Once the line with "locate the penalty" is found in the entries below, print it and each following line exactly, stopping after the line with "locate the wood grain in the photo above."; print nothing else.

################

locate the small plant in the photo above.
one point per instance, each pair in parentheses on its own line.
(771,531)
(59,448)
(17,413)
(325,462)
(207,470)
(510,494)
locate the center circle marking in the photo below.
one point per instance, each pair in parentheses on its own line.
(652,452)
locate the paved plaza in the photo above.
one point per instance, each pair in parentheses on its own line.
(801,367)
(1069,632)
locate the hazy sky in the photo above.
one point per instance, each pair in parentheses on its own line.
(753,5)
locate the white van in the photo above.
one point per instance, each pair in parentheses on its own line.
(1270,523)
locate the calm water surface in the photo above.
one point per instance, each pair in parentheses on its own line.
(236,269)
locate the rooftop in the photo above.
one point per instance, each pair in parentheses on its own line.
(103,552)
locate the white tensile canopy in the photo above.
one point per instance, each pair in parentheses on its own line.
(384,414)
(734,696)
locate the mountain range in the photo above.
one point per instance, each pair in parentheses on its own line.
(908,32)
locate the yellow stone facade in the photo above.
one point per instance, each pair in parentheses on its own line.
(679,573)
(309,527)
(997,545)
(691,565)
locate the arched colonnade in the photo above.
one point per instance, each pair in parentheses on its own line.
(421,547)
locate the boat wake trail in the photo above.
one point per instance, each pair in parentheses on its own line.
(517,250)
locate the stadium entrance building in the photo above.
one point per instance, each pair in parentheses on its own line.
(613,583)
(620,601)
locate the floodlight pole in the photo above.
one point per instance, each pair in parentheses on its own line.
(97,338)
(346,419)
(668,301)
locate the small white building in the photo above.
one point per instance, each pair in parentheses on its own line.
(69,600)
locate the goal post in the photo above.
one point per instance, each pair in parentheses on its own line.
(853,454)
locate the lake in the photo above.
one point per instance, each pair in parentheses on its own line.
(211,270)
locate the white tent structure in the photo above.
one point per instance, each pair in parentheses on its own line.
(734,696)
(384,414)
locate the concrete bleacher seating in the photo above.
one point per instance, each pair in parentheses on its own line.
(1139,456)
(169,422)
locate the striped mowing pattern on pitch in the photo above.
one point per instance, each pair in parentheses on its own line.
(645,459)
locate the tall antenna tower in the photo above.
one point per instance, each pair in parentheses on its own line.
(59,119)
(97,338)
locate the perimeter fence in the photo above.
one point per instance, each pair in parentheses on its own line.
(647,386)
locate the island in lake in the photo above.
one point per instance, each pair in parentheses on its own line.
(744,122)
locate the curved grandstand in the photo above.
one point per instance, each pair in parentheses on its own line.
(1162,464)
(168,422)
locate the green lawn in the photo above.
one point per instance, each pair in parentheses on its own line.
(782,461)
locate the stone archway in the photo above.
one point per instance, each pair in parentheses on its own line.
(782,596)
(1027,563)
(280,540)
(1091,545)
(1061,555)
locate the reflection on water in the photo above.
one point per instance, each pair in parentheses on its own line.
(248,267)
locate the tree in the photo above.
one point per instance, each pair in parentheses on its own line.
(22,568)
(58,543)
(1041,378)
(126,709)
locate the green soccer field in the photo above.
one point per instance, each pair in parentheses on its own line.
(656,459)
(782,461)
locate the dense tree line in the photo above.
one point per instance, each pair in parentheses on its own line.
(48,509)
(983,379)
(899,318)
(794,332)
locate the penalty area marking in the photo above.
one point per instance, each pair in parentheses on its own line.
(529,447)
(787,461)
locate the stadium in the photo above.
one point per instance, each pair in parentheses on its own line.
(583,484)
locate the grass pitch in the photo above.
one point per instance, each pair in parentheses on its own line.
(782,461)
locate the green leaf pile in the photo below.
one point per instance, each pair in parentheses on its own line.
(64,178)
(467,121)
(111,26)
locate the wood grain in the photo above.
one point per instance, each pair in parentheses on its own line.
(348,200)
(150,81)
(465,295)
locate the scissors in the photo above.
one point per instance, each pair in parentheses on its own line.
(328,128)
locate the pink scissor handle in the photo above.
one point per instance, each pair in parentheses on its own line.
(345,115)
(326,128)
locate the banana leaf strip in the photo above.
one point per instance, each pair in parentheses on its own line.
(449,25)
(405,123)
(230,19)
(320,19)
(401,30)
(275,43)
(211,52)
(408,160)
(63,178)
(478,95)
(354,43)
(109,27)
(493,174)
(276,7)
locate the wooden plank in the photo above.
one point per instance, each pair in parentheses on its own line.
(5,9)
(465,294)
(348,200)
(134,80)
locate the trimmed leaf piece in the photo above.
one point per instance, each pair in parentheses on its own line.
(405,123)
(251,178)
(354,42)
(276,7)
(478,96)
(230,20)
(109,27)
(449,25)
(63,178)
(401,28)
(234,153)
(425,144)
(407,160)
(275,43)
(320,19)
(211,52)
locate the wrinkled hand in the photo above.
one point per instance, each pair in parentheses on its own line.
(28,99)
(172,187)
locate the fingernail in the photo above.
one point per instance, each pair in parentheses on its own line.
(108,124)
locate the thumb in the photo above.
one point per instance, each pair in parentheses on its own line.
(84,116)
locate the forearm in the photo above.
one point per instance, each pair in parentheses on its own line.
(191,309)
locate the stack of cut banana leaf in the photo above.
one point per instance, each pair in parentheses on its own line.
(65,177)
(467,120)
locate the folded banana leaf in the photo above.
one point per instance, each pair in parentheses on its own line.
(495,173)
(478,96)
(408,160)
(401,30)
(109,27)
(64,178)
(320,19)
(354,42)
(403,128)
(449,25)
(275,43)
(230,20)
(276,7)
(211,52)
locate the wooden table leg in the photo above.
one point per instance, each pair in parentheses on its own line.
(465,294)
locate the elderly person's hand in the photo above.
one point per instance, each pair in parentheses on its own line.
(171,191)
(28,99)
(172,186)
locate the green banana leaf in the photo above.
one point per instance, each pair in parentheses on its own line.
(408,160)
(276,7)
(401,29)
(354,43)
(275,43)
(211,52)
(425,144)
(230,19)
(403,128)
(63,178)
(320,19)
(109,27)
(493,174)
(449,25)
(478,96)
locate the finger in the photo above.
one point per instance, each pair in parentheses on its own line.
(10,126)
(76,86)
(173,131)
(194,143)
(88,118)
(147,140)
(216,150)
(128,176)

################

= Task output =
locate the penalty area marking in the photo above.
one point per instance, each pair in parentheses on its own line.
(529,447)
(787,461)
locate the stadium in the photo above.
one point per instance, each pair in parentheses on its own line.
(583,484)
locate the grass pitch in the photo above.
one point per instance, each pair in parentheses on its own line.
(782,461)
locate the green leaf pile in the photo below.
one point per instance, each pair in parentheses on its own line.
(64,178)
(467,121)
(111,26)
locate the wood grain in the photo above.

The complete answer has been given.